:: Records supplied ::
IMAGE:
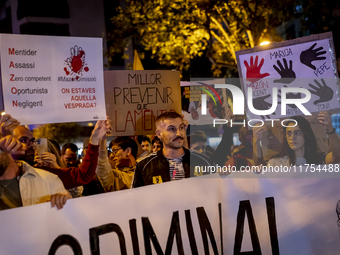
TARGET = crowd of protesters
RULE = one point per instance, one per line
(28, 177)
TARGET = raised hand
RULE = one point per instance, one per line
(8, 124)
(46, 159)
(253, 70)
(287, 74)
(290, 96)
(10, 145)
(325, 119)
(324, 92)
(101, 129)
(59, 200)
(260, 104)
(310, 55)
(258, 132)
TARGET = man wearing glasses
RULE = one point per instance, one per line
(116, 172)
(25, 136)
(173, 162)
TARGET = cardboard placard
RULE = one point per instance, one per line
(50, 79)
(135, 98)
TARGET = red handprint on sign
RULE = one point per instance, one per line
(76, 62)
(253, 71)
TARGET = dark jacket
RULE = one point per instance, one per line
(154, 168)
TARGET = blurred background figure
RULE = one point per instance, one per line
(69, 155)
(156, 144)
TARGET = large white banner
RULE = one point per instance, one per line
(306, 65)
(50, 79)
(262, 215)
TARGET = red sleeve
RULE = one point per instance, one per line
(81, 175)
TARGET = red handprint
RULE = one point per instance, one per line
(253, 71)
(76, 63)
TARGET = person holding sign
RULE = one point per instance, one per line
(23, 185)
(72, 176)
(173, 162)
(117, 173)
(300, 146)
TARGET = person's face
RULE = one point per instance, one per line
(70, 157)
(295, 137)
(119, 157)
(198, 147)
(249, 139)
(194, 114)
(171, 132)
(145, 146)
(25, 136)
(4, 162)
(156, 146)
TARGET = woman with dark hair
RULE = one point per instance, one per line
(300, 146)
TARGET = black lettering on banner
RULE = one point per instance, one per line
(104, 229)
(243, 208)
(116, 94)
(175, 228)
(190, 231)
(65, 240)
(205, 227)
(272, 225)
(134, 236)
(150, 234)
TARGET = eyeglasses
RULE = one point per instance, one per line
(26, 140)
(114, 151)
(297, 133)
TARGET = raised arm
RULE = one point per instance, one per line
(334, 141)
(77, 176)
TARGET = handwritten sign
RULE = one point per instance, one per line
(135, 98)
(49, 79)
(308, 64)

:: What needs to be done ::
Copy every line of the records above verbatim, leaving out the pictures.

:: Written answer ::
IMAGE:
TARGET = crowd of protesters
RULE = one point per instance, one per line
(28, 177)
TARGET = raised hand
RULE = one point per instance, one per line
(8, 124)
(46, 159)
(253, 70)
(287, 74)
(290, 96)
(10, 145)
(325, 119)
(324, 92)
(101, 129)
(59, 200)
(260, 104)
(310, 55)
(258, 132)
TARGET = man wearing glasses
RULE = one point per instance, one per line
(116, 172)
(25, 136)
(173, 162)
TARGET = cardboard placard
RULE = one point per instance, one per line
(50, 79)
(135, 98)
TARGET = red handprint on sign
RULE = one point per instance, one per line
(76, 62)
(253, 71)
TARGET = dark jacket
RULE = one point per instance, one per line
(154, 168)
TARGET = blurred background figure
RULE = one point per instance, one per line
(69, 155)
(156, 144)
TARGET = large white banner
RULE = one point per instance, one per line
(306, 65)
(50, 79)
(262, 215)
TARGET = red sleeve
RULE = one point per instance, one per line
(81, 175)
TARGET = red handprint
RULE = one point per instance, one per line
(253, 71)
(76, 63)
TARGET = person holding sign
RULE = one point per instance, one per line
(23, 185)
(72, 176)
(173, 162)
(117, 173)
(300, 146)
TARGET = person's face
RULE = one point per instance, one per line
(70, 157)
(295, 137)
(119, 157)
(198, 147)
(249, 139)
(194, 114)
(171, 132)
(145, 146)
(25, 136)
(4, 162)
(156, 146)
TARGET = woman with dark hair
RULE = one point per instance, one per line
(300, 146)
TARGET = black lettering on banner
RULE = one point per instance, one per line
(104, 229)
(243, 208)
(116, 94)
(175, 228)
(190, 231)
(65, 240)
(205, 227)
(272, 225)
(134, 236)
(150, 234)
TARGET = eyeglasses
RULE = one point per instance, one per line
(26, 140)
(114, 151)
(297, 133)
TARGET = raised arm
RULE = one point per instance, one per line
(334, 141)
(77, 176)
TARGET = handwritten sign
RULE = one point per instance, one per line
(135, 98)
(49, 79)
(308, 64)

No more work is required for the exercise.